Things to do
1. According to the passage on Amenmesse and Seti II, who was killed in the reign of king Amenmesse?
2. Which personal names appear in the passage on Amenmesse and Seti II? List every one.
3. Write the next part of the passage on Amenmesse and Seti II, picking up after its final sentence.

Study text
════════

Finally, and most importantly, it is well known that the chief foreman of Deir el-Medina, a certain Neferhotep, was killed in the reign of king Amenmesse on the orders of a certain 'Msy' who was either Amenmesse himself or one of this king's agents, according to Papyrus Salt 124. However, Neferhotep is attested in office in the work register list of Ostraca MMA 14.6.217, which also recorded Seti II's accession to the throne and was later reused to register workers' absences under this king's reign. If Seti II's 6-year reign followed that of the usurper Amenmesse, then this chief foreman would not have been mentioned in a document which dated to the start of Seti II's reign since Neferhotep was already dead. This indicates that the reigns of Amenmesse and Seti II must have partly overlapped with one another and suggests that both rulers were rivals who were fighting each another for the throne of Egypt.

════════

Point-per-instance localization data
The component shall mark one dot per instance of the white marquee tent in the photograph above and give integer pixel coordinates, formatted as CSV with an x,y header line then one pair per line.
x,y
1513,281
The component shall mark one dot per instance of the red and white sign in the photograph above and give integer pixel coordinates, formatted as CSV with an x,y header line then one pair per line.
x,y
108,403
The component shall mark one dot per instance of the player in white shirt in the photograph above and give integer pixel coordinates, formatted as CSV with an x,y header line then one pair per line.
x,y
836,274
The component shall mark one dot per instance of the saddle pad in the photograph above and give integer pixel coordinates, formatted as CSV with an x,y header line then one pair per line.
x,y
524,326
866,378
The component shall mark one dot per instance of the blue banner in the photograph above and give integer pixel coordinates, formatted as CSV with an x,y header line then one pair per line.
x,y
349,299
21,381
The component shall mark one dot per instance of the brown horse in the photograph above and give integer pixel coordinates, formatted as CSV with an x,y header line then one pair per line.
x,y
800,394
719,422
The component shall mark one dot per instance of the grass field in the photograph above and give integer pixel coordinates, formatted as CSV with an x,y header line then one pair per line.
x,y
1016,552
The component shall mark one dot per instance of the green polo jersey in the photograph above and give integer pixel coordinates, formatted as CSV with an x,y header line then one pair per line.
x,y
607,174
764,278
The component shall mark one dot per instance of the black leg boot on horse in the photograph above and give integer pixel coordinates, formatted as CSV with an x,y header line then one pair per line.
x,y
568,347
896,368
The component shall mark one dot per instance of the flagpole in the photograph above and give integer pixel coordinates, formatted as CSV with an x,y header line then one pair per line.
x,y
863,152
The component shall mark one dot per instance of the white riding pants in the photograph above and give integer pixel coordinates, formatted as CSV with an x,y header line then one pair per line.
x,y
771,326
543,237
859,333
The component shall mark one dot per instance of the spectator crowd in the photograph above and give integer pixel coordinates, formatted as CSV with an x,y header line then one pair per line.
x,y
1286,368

════════

Response list
1. Neferhotep, the chief foreman of Deir el-Medina.

2. Neferhotep, Amenmesse, Msy, Seti II

3.
During the second to fourth years of Amenmesse/Seti II's parallel reigns, Amenmesse gained the upper hand and seized control over Upper Egypt and Nubia; he ordered Seti II's tomb in the Valley of the Kings to be vandalised. Prior to his fifth year, however, Amenmesse was finally defeated by his rival, Seti II, who was the legitimate successor to the throne since he was Merneptah's son. Seti II, in turn, launched a damnatio memoriae campaign against all inscriptions and monuments belonging to both Amenmesse and this king's chief supporters in Thebes and Nubia, which included a certain Khaemter, a former Viceroy of Kush, who had served as Amenmesse's Vizier. Seti II's agents completely erased both scenes and texts from KV10, the royal tomb of Amenmesse. Vizier Khaemter's scenes in Nubia which were carved when he served as the Viceroy of Kush were so thoroughly erased that until Rolf Krauss' and Labib Habachi's articles were published in the 1970s, his career here as viceroy was almost unknown, notes Frank J. Yurco.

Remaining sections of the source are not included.